* [Reading passage]
__________________________________________________

Howdy all....this is long awaited and long delayed....but I'm very excited to be able to finally put up the finished version today!
First off, I'd like to talk about the market, objectives, methods, and use of these results.
1) The fan market is an interesting one....there are at least a hundred different 120mm fans to choose from, all with different color, noise, CFM, pressure, lighting and radiator characteristics. Theoretically, there should be a different fan for every use....and a different fan for everybody's setup.
There's an issue with it though....manufacturers lie about fan performance ratings. Well, unless you test, you can't confirm that, but let's say that some fans have ratings that just seem 'too good.' How has the community dealt with this? User experience and rationale....there is one rating which is typically very accurate as it can be easily measured by users: RPM.
Through the user experience, the community (well, XS at least) has settled in on a few favorite fans. Is this justified? Well, as you'll see, not all fans are created equally.
2) Well, since some fans are just blatantly mis-rated, and others seem just 'too good,' I became very interested in the true performance of fans, on a consistent and reliable platform. I looked around the internet, and while there had a been a few reviews out there...they were either too focused on silence for my liking, and/or fell short on technique and results.
I hunted down proper hardware to test a fan's CFM output and dB measurements. After gathering the testing equipment, I formed a methodology that would provide extremely consistent and telling results.
3) To measure CFM, I purchased an anemometer that could accurately measure the 120mm equivalent of ~2CFM all the way up to ~350CFM. Rather than just put the anemometer up to the fan and draw a conclusion based on air moved at the hub (which is almost useless), I have shrouded the entire area between the anemometer and the fan. This is to ensure that all airflow is measured, not just the airflow at the hub or another part of the fan. On top of that, because air coming out of a fan, in addition to having forward momentum, has rotational momentum, I have the fan pull air through the measurement setup. Initial results, compared to trusted ratings (Delta, Panaflo, Yate Loon) were EXTREMELY accurate. CFM testing was done at 1V increments between 4V and 12V when possible. Minimum running voltage was also tested. This test is to test the validity of manufacturer ratings and also CFM pushing capabilities as a case fan.

__________________________________________________

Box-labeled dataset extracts

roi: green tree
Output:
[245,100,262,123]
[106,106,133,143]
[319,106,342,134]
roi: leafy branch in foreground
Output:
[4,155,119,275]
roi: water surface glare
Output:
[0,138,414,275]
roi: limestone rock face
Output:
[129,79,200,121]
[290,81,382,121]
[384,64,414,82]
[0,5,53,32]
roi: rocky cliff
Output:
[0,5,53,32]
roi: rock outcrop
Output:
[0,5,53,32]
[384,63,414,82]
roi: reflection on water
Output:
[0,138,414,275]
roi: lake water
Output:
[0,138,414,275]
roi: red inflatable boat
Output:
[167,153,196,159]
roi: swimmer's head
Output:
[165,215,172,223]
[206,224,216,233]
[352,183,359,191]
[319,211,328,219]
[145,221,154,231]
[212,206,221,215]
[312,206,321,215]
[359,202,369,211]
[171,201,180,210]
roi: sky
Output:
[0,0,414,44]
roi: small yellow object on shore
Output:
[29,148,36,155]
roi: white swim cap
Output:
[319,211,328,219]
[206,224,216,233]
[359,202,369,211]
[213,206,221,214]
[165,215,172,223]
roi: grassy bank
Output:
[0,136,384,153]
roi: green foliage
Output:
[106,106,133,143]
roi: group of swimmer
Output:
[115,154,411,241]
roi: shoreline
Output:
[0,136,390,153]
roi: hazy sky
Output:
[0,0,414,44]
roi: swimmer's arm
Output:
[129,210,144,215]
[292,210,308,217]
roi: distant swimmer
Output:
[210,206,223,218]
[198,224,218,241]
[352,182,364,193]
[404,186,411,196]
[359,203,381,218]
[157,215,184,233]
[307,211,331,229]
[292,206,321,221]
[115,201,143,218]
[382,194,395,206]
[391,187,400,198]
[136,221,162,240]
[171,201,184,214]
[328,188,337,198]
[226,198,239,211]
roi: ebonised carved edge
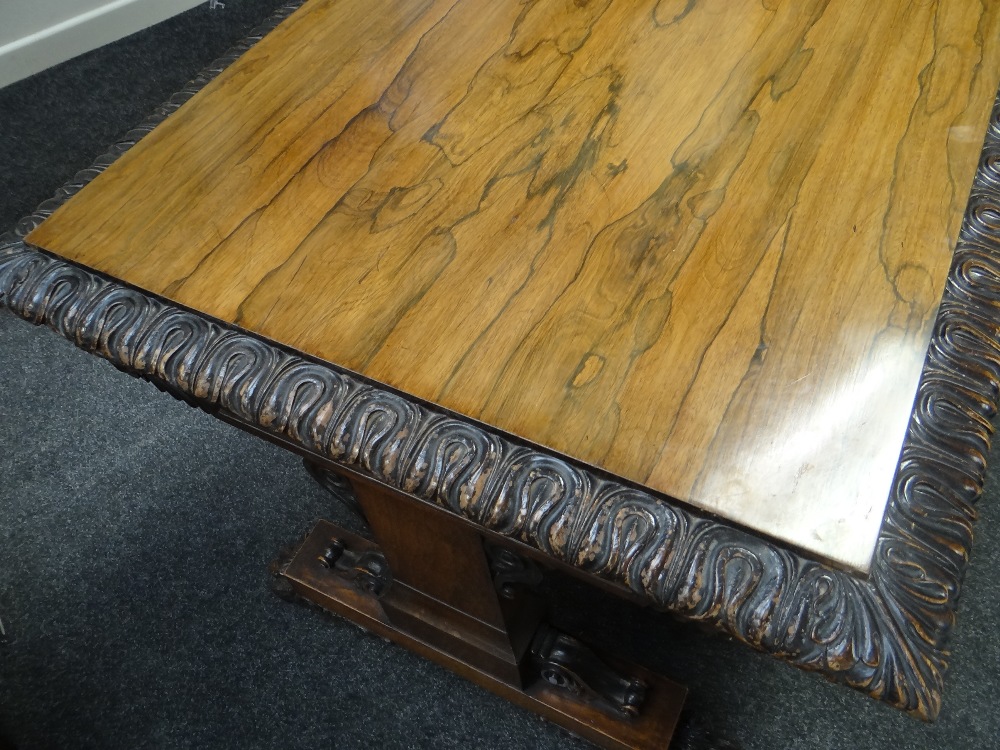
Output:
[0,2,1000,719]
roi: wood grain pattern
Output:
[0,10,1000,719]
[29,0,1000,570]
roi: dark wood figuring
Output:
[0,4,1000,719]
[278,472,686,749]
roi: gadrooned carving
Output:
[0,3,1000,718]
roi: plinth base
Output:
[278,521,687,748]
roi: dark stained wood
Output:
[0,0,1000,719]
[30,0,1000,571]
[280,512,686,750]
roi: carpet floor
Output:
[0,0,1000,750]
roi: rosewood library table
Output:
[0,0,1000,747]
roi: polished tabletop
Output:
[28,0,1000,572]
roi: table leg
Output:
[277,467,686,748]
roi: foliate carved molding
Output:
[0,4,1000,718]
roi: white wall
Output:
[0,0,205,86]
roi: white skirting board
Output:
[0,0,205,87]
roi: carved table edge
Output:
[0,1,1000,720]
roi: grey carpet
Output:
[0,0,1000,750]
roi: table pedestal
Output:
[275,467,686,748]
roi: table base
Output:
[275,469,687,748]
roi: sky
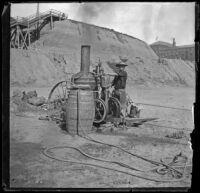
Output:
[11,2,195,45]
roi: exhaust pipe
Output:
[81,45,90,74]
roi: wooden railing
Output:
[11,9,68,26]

__________________________________________________

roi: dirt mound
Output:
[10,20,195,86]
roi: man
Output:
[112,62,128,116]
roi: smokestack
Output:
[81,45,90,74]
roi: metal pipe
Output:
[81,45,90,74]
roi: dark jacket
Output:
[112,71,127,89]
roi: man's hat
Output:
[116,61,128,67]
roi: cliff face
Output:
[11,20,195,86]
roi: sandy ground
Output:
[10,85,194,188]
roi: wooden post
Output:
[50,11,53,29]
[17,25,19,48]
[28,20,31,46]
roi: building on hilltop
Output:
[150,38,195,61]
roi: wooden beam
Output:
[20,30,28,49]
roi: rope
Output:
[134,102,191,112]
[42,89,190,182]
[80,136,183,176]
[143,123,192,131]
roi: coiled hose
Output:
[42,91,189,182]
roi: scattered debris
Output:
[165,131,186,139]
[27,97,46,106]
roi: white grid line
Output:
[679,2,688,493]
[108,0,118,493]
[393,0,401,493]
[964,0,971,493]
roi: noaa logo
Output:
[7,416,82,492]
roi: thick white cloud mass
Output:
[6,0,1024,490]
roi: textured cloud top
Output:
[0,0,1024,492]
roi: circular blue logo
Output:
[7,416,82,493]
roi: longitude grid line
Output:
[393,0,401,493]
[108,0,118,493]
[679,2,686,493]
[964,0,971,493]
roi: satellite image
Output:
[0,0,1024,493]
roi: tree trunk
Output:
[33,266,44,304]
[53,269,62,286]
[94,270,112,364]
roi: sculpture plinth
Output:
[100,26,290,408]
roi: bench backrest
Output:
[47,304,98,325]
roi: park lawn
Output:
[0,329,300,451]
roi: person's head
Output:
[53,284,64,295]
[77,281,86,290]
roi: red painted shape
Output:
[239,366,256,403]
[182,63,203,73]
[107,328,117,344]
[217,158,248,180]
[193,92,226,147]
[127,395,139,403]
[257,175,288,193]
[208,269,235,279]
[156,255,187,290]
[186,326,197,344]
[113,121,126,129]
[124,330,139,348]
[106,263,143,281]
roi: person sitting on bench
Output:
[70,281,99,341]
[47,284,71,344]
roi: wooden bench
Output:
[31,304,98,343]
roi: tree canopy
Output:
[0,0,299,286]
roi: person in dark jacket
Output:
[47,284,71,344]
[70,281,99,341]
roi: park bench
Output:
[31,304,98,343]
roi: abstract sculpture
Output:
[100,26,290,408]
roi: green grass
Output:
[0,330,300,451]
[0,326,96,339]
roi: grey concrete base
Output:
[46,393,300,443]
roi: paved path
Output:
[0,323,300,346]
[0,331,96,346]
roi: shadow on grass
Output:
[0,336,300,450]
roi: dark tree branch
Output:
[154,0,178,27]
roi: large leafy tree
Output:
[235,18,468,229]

__________________________________________________

* [Complete the following]
1. Update the fan testing post by writing everything from "1) The fan market" down to "for everybody's setup." with "radiator" replaced by "heatsink".
2. Lay out the entries from the line that contains "roi: rosewood library table" down to the line that contains "[11,9,68,26]", both included, as a Markdown table with the columns Row and Entry line. Skip blank lines and leave the pictures out.

* [Answers for the tasks]
1.
1) The fan market is an interesting one....there are at least a hundred different 120mm fans to choose from, all with different color, noise, CFM, pressure, lighting and heatsink characteristics. Theoretically, there should be a different fan for every use....and a different fan for everybody's setup.

2.
| Row | Entry line |
|---|---|
| 1 | roi: rosewood library table |
| 2 | Output: |
| 3 | [0,0,1000,747] |
| 4 | roi: polished tabletop |
| 5 | Output: |
| 6 | [28,0,1000,572] |
| 7 | roi: table leg |
| 8 | Output: |
| 9 | [277,467,686,748] |
| 10 | roi: foliate carved molding |
| 11 | Output: |
| 12 | [0,4,1000,718] |
| 13 | roi: white wall |
| 14 | Output: |
| 15 | [0,0,205,86] |
| 16 | roi: white skirting board |
| 17 | Output: |
| 18 | [0,0,205,87] |
| 19 | roi: carved table edge |
| 20 | Output: |
| 21 | [0,1,1000,720] |
| 22 | roi: grey carpet |
| 23 | Output: |
| 24 | [0,0,1000,750] |
| 25 | roi: table pedestal |
| 26 | Output: |
| 27 | [275,467,686,748] |
| 28 | roi: table base |
| 29 | Output: |
| 30 | [275,469,687,748] |
| 31 | roi: sky |
| 32 | Output: |
| 33 | [11,2,195,45] |
| 34 | roi: exhaust pipe |
| 35 | Output: |
| 36 | [81,45,90,74] |
| 37 | roi: wooden railing |
| 38 | Output: |
| 39 | [11,9,68,26] |